__PASSAGE FOR REVIEW__.

Home health is playing a significant role in reducing hospital readmissions and total cost of care at Florida's Lee Memorial Health System.
Investing in home health capabilities has become a cost-effective element of the population health strategy at Fort Myers, FL-based Lee Memorial Health System.
"Having home health capabilities allows patients to be discharged from the hospital sooner and receive a higher level of care without having to go to a post-acute facility all of the time," says Joby Kolsun, DO, clinical integration medical director at Lee Physician Hospital Organization.
"Owning the home health resource reduces unnecessary testing by allowing the complete record to be available to the nurses, as they share the same electronic record system."
Lee Memorial has a total of 1,423 licensed beds distributed across four acute-care hospitals, a rehabilitation hospital, and a children's hospital. In 2015, the health system posted patient service revenue of $1.4 billion.
Thomas "TJ" Pennsy, MBA, RRT, is executive director of home health services at Lee Memorial. He says there are several elements to investing resources in home health and achieving a return on investment.
"The major investment is clinical expertise in the form of nursing, nurses' aides, medical social work, and physical, occupational, and speech therapy, at a minimum."
"As more clinically complex patients are sent home," he says, "the level and cost of clinical expertise will rise. Additionally, the growth of in-home technologies has led to a greater use of telehealth and telemedicine to connect physicians to the clinicians and the patient in the home. The investment can be quite expensive, but may be offset by reduced readmissions back to the hospital and the corresponding costs incurred in that setting by addressing and treating possible emergent situations at home," Pennsy says.
Significant Cost Impact
The potential for home health programs to reduce total cost of care at Lee Memorial is significant.

__Stored items from a collection__.

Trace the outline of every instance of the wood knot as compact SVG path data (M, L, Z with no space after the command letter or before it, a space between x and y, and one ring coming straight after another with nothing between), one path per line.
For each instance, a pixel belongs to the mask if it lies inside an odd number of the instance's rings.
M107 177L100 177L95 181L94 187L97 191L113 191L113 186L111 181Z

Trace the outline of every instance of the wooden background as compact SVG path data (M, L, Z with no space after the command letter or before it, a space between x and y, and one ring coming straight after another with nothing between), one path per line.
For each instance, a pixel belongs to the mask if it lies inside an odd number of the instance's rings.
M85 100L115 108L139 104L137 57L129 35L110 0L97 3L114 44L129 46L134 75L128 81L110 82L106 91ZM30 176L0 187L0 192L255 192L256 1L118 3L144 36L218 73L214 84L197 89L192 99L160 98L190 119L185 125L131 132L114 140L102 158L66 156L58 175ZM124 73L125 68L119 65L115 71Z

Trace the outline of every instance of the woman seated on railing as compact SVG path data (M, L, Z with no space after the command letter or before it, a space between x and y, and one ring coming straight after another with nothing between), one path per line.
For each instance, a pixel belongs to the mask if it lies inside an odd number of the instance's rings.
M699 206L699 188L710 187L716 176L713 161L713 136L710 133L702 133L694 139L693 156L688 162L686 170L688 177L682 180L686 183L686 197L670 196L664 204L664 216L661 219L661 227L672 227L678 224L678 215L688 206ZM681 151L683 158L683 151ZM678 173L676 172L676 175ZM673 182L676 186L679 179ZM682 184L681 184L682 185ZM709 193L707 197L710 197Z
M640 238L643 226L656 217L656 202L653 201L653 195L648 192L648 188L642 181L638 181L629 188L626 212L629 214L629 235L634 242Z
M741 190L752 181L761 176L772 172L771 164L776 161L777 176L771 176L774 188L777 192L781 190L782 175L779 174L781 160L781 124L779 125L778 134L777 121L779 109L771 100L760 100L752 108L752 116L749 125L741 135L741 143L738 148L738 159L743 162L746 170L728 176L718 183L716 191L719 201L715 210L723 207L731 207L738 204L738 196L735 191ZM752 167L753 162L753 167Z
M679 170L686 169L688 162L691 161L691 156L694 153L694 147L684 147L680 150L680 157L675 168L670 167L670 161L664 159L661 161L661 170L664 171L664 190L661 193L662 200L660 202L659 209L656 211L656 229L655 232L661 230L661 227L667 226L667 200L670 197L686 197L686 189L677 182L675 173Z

__ACTION ITEM__. Go on with the article on home health at Lee Memorial Health System, picking up right after its last sentence.

__RESULT__.
"The average variable—labor and supplies—cost for a heart failure patient readmission within 30 days is $4,700," he says. "The total readmission cost is $9,800 and is more than $1,100 higher than the first admission.
"Taking into consideration the cost of readmissions and readmission penalties, hospitals may find it is cost-effective to use home health resources as a component to reduce readmissions in coordination with the patient's primary care physician."
Lee Memorial's home health program has made an impact in reducing hospital readmissions, Pennsy says. "Our overall return-to-acute for all home health admissions dropped from 15.9% in fiscal year 2015 to the current 14.9% in fiscal year 2016."
Readmission rates are a key financial metric for the home health program at Lee Memorial and other nonprofit healthcare providers.
"Success," he says, "is dependent upon solid operations and a favorable patient payer mix. The not-for-profit, hospital-based [home health] agencies usually receive all patients regardless of payer, and their success is measured by limiting and reducing return-to-acute and the emergency room while maintaining lower operating costs."
At Lee Memorial, home health is part of a broader commitment to population health in southwest Florida. Kolsun says the health system is investing in:
Case managers "to handle complex, high-utilization patients and help them reduce their use of expensive health resources.
Data and analytic systems "to allow us to better manage our populations"
Awareness and education "in our community in regards to health and wellness, including inviting national speakers on the benefits of proper nutrition"
The health system is using several metrics to gauge the performance of its population health-oriented programs. "Currently, we use our total cost of care for our value-based contracts to gauge how we are performing financially. We also use a number of quality measures that let us track improvements in care that are related to our population health initiatives," Kolsun says.
Investing in population health capabilities appears to be sustainable at Lee Memorial. "Overall, I would say we are about neutral," Kolsun says of the financial impact of the organization's population health programs so far.